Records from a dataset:
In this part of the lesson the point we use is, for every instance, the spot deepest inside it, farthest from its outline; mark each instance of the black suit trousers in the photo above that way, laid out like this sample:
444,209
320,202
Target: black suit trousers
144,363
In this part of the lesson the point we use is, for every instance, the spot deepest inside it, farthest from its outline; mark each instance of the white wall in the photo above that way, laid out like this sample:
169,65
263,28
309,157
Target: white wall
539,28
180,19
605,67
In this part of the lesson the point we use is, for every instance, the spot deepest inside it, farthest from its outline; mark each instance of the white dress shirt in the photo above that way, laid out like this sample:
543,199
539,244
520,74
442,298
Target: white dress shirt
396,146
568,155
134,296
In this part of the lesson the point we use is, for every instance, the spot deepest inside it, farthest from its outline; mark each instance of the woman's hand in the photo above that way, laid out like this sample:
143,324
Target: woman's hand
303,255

Work required: Each line of the data above that contains the word "farthest" counts once; report the total and add nothing.

The completed task: 4